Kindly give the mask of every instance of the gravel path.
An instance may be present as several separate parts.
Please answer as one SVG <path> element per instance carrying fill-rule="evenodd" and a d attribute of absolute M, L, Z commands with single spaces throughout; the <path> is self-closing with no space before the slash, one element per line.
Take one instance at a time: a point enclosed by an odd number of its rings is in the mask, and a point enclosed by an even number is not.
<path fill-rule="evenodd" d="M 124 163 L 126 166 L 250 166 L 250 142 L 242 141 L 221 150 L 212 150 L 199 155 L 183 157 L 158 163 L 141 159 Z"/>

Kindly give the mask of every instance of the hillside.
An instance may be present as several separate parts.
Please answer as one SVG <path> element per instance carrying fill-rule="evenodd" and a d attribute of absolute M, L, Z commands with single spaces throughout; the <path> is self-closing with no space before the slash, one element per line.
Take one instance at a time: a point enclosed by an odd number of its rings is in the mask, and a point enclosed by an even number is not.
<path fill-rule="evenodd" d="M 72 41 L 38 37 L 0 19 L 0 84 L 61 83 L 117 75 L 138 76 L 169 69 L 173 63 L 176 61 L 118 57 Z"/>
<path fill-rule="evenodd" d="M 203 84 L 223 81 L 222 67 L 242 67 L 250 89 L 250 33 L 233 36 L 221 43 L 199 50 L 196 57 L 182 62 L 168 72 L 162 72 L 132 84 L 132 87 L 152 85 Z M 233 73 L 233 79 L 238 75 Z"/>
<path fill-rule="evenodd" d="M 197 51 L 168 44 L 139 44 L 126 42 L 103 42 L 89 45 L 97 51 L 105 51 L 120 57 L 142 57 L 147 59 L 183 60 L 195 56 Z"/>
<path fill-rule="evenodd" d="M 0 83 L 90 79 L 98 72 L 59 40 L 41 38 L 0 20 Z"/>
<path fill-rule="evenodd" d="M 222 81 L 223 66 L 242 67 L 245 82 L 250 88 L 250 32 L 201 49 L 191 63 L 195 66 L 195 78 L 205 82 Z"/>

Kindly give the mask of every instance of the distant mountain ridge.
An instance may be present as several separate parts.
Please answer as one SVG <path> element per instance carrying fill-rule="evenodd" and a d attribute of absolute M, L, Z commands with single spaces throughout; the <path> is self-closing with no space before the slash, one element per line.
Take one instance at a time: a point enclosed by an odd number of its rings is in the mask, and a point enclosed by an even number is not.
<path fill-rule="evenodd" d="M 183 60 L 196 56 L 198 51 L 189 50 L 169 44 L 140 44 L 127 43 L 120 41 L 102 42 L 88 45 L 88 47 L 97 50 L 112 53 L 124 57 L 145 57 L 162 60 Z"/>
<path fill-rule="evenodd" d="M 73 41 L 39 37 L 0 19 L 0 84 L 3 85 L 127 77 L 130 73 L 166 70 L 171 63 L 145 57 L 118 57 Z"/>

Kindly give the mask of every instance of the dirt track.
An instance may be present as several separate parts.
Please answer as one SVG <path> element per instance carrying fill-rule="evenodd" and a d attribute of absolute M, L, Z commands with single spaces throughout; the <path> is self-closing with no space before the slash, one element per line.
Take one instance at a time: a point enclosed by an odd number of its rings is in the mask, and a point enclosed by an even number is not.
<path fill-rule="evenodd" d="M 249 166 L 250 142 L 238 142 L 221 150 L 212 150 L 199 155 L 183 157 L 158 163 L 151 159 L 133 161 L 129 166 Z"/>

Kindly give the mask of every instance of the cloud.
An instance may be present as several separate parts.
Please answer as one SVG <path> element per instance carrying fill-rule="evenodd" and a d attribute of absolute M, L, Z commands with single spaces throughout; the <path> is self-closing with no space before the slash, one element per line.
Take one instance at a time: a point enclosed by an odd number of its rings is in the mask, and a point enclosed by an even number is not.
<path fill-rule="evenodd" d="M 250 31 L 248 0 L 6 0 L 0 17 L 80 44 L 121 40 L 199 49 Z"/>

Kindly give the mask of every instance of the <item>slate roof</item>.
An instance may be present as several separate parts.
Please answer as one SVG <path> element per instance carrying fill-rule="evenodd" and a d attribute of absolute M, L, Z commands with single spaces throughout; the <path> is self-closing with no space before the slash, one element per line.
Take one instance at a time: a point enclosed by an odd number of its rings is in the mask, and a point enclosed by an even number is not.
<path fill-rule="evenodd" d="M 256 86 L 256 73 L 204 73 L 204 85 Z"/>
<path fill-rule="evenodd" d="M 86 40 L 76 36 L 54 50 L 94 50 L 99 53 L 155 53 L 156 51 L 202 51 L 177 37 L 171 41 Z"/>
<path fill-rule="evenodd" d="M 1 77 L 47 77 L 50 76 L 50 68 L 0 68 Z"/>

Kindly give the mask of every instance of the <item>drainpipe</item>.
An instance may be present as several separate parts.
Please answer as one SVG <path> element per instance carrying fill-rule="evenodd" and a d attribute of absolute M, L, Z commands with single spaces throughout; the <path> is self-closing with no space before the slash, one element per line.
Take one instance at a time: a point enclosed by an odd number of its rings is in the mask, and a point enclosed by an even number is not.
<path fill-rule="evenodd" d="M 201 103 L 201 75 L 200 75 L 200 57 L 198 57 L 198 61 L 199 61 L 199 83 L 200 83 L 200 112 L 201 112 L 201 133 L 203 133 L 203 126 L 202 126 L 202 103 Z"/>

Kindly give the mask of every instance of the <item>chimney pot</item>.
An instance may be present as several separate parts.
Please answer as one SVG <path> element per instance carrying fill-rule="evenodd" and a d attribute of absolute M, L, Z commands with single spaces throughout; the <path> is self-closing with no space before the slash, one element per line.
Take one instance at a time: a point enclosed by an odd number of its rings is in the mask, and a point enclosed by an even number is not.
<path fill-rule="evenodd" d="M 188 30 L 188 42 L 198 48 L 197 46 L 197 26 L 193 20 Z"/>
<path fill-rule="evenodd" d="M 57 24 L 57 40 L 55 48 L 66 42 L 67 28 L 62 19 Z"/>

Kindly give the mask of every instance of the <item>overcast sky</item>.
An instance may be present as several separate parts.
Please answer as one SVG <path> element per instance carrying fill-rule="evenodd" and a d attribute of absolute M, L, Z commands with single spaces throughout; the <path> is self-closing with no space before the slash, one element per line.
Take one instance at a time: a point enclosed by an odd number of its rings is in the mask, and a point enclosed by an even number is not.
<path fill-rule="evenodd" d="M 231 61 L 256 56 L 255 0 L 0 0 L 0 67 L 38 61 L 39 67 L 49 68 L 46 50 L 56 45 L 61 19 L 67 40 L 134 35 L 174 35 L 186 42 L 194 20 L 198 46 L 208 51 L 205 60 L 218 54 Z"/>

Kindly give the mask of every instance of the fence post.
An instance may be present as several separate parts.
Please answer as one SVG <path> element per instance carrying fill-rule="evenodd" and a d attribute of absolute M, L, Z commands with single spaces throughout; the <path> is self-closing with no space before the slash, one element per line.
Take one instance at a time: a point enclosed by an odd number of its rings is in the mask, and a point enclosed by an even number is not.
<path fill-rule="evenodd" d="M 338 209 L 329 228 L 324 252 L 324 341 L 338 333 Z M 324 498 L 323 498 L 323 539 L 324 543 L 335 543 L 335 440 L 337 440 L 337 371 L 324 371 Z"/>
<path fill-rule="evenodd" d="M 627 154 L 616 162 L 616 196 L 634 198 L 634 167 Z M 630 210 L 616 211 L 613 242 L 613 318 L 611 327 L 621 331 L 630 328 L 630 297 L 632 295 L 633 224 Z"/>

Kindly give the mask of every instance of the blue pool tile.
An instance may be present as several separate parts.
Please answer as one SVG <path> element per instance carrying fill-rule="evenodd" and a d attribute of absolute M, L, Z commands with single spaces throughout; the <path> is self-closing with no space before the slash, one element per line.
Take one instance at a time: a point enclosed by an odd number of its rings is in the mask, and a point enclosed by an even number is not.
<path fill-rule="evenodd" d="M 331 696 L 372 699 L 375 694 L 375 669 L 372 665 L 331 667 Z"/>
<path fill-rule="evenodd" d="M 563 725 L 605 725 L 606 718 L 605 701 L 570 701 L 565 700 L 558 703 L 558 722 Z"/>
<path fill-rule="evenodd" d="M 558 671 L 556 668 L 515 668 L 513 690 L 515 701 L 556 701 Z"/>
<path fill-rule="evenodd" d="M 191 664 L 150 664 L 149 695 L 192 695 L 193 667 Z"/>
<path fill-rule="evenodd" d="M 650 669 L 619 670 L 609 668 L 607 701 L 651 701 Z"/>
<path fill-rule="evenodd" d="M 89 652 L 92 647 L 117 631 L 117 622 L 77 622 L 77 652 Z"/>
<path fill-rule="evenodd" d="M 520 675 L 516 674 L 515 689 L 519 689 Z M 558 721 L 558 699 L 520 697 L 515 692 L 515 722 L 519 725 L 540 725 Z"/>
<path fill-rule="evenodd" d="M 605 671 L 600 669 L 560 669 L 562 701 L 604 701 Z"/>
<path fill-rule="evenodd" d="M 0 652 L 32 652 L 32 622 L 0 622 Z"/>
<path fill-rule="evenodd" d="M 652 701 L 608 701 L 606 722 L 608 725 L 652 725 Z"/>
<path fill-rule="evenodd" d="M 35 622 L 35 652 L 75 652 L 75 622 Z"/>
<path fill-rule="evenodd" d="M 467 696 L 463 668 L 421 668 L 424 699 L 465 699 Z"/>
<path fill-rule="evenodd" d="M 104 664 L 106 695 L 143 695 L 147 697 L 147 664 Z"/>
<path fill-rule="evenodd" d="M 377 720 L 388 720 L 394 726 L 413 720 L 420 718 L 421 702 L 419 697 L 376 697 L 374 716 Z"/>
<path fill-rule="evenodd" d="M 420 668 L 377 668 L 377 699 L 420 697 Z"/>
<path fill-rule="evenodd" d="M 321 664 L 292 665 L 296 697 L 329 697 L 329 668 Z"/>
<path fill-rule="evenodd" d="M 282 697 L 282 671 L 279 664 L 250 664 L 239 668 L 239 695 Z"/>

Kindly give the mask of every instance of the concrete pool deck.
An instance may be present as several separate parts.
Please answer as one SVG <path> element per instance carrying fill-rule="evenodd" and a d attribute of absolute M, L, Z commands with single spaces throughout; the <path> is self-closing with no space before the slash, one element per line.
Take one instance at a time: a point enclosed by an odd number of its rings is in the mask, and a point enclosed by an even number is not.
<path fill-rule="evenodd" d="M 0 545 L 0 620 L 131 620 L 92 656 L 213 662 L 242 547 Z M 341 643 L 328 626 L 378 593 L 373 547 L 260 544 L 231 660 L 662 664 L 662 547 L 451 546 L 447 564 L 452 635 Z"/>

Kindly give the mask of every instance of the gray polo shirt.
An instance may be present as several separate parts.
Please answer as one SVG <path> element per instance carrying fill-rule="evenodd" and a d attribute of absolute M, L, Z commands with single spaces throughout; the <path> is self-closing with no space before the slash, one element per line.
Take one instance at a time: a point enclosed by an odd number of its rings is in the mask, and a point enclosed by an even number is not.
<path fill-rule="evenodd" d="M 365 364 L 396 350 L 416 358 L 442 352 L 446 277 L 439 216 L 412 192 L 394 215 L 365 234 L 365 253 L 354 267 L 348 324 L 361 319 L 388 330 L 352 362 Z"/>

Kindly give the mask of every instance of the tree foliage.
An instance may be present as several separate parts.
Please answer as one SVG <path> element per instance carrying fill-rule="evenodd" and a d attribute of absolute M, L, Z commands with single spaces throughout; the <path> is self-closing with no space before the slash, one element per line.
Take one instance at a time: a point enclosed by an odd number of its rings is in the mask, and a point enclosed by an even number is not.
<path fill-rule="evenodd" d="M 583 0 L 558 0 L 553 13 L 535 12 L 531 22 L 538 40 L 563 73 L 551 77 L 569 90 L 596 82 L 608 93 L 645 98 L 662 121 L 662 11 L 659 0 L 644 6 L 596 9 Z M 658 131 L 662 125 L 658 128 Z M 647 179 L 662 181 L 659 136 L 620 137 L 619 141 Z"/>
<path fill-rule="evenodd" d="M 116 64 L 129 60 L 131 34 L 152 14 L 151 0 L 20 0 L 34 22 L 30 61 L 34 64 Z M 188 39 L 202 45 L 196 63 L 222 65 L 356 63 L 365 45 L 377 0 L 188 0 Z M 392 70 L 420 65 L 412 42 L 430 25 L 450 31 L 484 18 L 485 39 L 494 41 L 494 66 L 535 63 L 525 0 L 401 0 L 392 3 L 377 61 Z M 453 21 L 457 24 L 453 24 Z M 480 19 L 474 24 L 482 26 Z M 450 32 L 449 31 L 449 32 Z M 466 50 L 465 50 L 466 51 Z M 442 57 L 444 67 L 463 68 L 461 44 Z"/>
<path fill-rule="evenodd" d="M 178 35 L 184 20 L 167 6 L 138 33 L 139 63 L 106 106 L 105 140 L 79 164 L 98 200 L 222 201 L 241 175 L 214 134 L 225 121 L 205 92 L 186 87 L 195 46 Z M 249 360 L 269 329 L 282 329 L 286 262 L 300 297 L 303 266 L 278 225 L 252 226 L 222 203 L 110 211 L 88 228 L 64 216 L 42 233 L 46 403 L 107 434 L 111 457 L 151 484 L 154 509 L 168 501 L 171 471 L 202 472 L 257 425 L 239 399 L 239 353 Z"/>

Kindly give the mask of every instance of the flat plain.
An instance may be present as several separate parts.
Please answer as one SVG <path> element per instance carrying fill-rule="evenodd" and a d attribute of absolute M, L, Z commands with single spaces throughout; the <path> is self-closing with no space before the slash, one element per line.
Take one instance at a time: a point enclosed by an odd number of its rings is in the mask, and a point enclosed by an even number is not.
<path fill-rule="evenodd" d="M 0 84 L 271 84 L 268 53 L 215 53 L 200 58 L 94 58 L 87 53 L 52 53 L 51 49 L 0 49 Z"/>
____________________
EXERCISE AIM: Turn everything from the line containing "Kindly give the mask of every instance of the flat" down through the end of the records into a numbered list, leaving out any blank lines.

FULL ANSWER:
1. Kindly give the mask of every instance of the flat plain.
2. An instance may be present as several separate parts.
3. Please answer as one SVG <path> element per instance carrying fill-rule="evenodd" and a d attribute of absolute M, L, Z commands with single spaces throughout; the <path> is self-closing with no space before the slash, one element per line.
4. Take one instance at a time: a point enclosed by an odd number of its rings is in the mask, and a point enclosed by an even number is not.
5. <path fill-rule="evenodd" d="M 0 84 L 271 84 L 268 53 L 215 53 L 200 58 L 94 58 L 87 53 L 52 53 L 51 49 L 0 49 Z"/>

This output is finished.